> **What is needed**:
Please return the lines exactly as they appear, from the start of the entries through the line that contains "177;118;208;233", with both ends included. Leave any pictures out of your answer.

> **Entries from a dataset**:
——————————

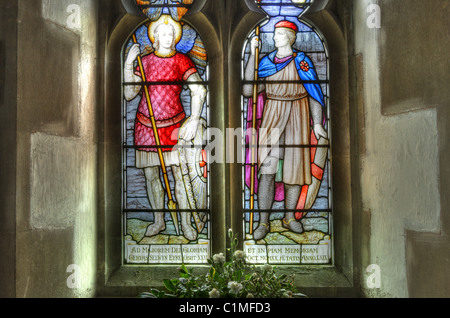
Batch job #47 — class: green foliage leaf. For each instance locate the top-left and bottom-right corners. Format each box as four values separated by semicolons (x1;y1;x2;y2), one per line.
163;279;177;293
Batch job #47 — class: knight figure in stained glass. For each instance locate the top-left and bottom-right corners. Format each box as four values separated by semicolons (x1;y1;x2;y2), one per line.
124;14;207;241
243;20;328;241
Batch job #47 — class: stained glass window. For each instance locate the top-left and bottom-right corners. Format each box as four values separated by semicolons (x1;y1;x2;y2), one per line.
242;0;332;265
122;0;211;264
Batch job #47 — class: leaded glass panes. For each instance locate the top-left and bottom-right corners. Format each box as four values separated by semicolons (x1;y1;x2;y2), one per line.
122;8;211;264
242;0;332;264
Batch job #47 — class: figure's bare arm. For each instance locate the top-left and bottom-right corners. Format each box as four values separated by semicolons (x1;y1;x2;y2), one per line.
242;36;265;97
309;97;328;139
179;72;207;141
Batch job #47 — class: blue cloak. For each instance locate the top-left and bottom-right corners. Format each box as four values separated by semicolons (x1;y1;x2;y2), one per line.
258;50;325;107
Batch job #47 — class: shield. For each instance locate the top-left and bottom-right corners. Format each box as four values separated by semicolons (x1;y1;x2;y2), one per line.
295;131;329;220
177;118;208;233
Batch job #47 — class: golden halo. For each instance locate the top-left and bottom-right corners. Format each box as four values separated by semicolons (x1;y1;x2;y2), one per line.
148;14;183;44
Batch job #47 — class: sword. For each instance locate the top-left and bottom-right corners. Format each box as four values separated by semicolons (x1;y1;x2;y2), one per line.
133;34;180;235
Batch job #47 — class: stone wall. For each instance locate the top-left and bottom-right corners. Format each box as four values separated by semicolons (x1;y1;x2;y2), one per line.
354;0;450;297
11;0;97;297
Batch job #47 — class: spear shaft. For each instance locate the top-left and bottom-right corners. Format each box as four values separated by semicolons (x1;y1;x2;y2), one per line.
249;26;259;235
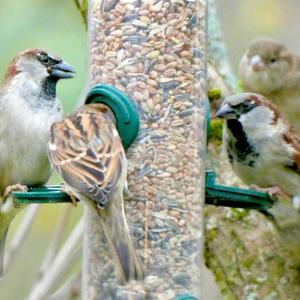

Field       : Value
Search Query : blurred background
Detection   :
[216,0,300,75]
[0,0,300,300]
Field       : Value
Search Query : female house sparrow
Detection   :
[239,39,300,134]
[216,93,300,207]
[48,104,143,284]
[0,49,74,277]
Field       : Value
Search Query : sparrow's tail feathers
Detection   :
[0,228,8,279]
[101,199,144,284]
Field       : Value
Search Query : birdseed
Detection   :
[84,0,206,300]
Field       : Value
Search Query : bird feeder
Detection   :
[14,0,272,300]
[82,0,206,299]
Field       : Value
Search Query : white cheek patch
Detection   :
[250,55,262,66]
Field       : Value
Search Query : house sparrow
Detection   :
[0,49,74,277]
[48,104,143,284]
[216,93,300,208]
[239,39,300,134]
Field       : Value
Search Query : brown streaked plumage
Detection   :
[216,93,300,208]
[0,49,74,277]
[239,38,300,134]
[48,104,143,284]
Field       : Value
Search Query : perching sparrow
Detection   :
[239,39,300,134]
[48,104,143,284]
[216,93,300,208]
[0,49,74,277]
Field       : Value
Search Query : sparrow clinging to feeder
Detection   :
[48,104,143,284]
[216,93,300,209]
[239,38,300,134]
[0,49,74,277]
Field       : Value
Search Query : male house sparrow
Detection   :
[239,39,300,134]
[48,104,143,284]
[0,49,74,277]
[216,93,300,208]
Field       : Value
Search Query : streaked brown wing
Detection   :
[48,108,126,207]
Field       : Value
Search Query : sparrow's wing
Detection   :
[282,127,300,174]
[48,109,126,207]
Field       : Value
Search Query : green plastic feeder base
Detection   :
[13,171,275,210]
[85,84,140,149]
[205,170,275,210]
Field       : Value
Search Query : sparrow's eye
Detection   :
[40,54,50,64]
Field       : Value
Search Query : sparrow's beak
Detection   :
[250,55,264,72]
[215,103,234,119]
[49,61,75,79]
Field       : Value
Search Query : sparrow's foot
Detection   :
[250,184,288,198]
[0,183,28,207]
[60,184,77,207]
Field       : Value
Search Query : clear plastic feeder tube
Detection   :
[83,0,206,300]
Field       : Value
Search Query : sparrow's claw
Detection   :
[0,183,28,206]
[60,184,77,207]
[250,184,288,198]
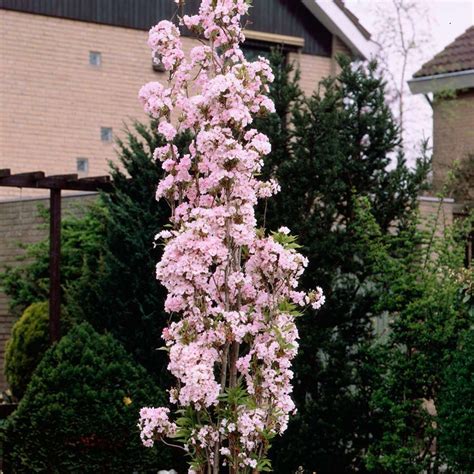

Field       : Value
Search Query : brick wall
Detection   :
[0,10,345,199]
[433,89,474,200]
[0,194,96,390]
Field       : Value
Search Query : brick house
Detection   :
[408,26,474,231]
[0,0,373,389]
[0,0,371,199]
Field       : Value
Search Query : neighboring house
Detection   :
[0,0,373,389]
[408,26,474,237]
[0,0,372,199]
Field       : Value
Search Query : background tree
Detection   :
[67,123,176,382]
[438,320,474,473]
[260,53,429,473]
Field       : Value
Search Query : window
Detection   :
[76,158,89,174]
[89,51,102,67]
[100,127,112,142]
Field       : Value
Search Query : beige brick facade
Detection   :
[433,89,474,201]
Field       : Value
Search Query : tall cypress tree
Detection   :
[259,53,429,473]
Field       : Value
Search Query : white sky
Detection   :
[345,0,474,163]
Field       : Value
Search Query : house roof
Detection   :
[302,0,376,59]
[413,26,474,78]
[334,0,371,40]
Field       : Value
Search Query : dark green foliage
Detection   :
[0,202,106,316]
[259,53,429,474]
[438,329,474,473]
[5,303,49,399]
[5,323,170,473]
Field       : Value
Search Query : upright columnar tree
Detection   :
[135,0,324,473]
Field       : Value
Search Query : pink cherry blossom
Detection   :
[139,0,324,473]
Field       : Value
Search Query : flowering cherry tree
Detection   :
[135,0,324,474]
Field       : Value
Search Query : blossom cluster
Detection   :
[139,0,324,469]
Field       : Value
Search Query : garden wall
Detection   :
[0,193,97,390]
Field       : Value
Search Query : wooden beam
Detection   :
[244,30,304,48]
[0,169,112,192]
[0,171,44,188]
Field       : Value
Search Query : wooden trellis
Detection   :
[0,169,112,341]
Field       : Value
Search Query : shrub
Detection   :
[5,303,49,398]
[438,330,474,472]
[4,323,173,473]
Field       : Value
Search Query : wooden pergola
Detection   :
[0,169,112,342]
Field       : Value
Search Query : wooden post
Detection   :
[49,188,61,342]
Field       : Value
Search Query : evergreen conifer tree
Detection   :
[260,57,429,473]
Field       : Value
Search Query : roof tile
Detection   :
[413,26,474,77]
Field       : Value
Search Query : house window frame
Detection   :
[100,127,113,143]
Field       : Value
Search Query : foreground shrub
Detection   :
[438,330,474,472]
[4,323,169,473]
[5,303,49,398]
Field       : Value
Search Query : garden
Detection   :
[0,0,474,474]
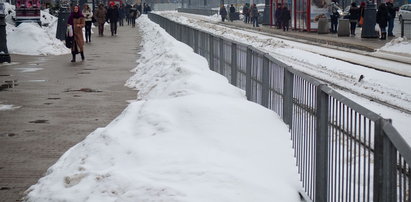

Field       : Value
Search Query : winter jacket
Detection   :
[280,8,291,24]
[386,2,395,19]
[243,6,250,16]
[107,7,120,23]
[118,7,126,19]
[220,6,227,17]
[376,3,389,27]
[94,7,107,24]
[349,7,360,22]
[230,6,235,13]
[83,10,93,22]
[71,17,85,52]
[250,6,258,17]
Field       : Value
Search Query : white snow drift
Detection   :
[6,3,70,55]
[27,16,300,202]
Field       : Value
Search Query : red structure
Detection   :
[270,0,331,31]
[16,0,41,26]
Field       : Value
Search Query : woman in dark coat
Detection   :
[349,2,361,36]
[220,5,227,22]
[94,4,107,36]
[376,3,388,39]
[280,5,291,31]
[67,6,86,62]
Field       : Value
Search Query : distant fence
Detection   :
[400,19,411,40]
[149,14,411,202]
[178,8,218,16]
[152,3,181,11]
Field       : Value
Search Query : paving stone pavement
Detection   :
[0,23,140,202]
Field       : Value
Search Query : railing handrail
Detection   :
[149,13,411,201]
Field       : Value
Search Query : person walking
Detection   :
[376,3,389,40]
[281,5,291,31]
[230,4,235,22]
[129,5,140,27]
[118,5,126,27]
[330,2,340,33]
[107,2,119,36]
[124,4,132,25]
[250,4,259,27]
[95,4,107,36]
[386,0,396,37]
[67,6,85,62]
[274,3,283,29]
[83,4,93,43]
[349,2,360,36]
[243,3,250,23]
[220,5,227,22]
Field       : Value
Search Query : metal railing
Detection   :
[177,8,218,16]
[149,14,411,202]
[400,19,411,39]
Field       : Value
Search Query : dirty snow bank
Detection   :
[380,38,411,56]
[6,6,70,55]
[27,16,300,202]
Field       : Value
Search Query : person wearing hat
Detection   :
[94,4,107,36]
[107,1,120,36]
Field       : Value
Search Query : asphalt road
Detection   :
[0,26,140,202]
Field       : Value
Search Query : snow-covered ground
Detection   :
[27,15,300,202]
[153,11,411,144]
[5,3,70,55]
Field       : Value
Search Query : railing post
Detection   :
[245,47,253,100]
[401,19,404,38]
[231,43,238,86]
[193,29,199,54]
[218,38,225,76]
[373,119,397,202]
[261,54,270,108]
[283,68,294,129]
[208,35,214,71]
[315,84,329,202]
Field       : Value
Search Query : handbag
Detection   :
[66,36,74,48]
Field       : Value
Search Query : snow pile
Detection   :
[6,6,70,55]
[379,37,411,55]
[27,15,300,202]
[7,23,70,55]
[158,11,411,140]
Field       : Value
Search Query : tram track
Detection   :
[157,13,411,115]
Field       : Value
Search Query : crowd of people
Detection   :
[219,0,396,40]
[66,2,151,62]
[330,0,396,40]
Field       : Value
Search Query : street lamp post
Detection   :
[0,2,11,63]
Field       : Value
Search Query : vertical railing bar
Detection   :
[218,38,225,76]
[397,153,402,201]
[337,102,344,201]
[245,47,253,100]
[357,113,362,201]
[315,84,329,202]
[362,116,368,201]
[367,119,371,201]
[347,109,355,201]
[340,105,348,201]
[231,43,238,86]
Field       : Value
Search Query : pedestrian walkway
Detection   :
[225,21,411,64]
[0,26,140,202]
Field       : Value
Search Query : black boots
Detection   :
[380,32,387,40]
[71,52,76,62]
[71,51,85,62]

——————————

> **Answer for the task**:
Batch job #47 — class: green foliage leaf. For each instance locate the top-left and bottom-right corners. Format each box as four values separated by semicolons (x1;y1;x2;y2), one per line.
163;279;177;293
Batch job #47 — class: knight figure in stained glass. For each instance locate the top-left and bottom-right corners. Format each box as four values separated by semicolons (x1;y1;x2;y2), one per line.
124;14;207;241
243;20;328;241
Batch job #47 — class: stained glass window. For each instance locate the top-left and bottom-right corners. Format each box as four values separated by semicolons (x1;y1;x2;y2), one per line.
242;0;332;265
122;0;211;264
Batch job #47 — class: leaded glass panes. For each instance locate the top-left and bottom-right corners. Format each box as four values separated by semicolons (x1;y1;x2;y2), one per line.
122;8;211;264
242;0;332;264
Batch job #47 — class: figure's bare arm. For each instance locate the top-left and bottom-right corners. Format each box as four values separated by semicolons (x1;y1;x2;y2), one per line.
242;36;265;97
309;97;328;139
179;72;207;141
Batch job #47 — class: blue cloak. For each instance locate the top-left and bottom-right corners. Format each box as four values separated by semicolons (x1;y1;x2;y2), one per line.
258;50;325;107
Batch job #47 — class: shield. For each instance locate the top-left and bottom-right corners. Format each box as four values separated by semicolons (x1;y1;x2;y2), one per line.
295;131;329;220
177;118;208;233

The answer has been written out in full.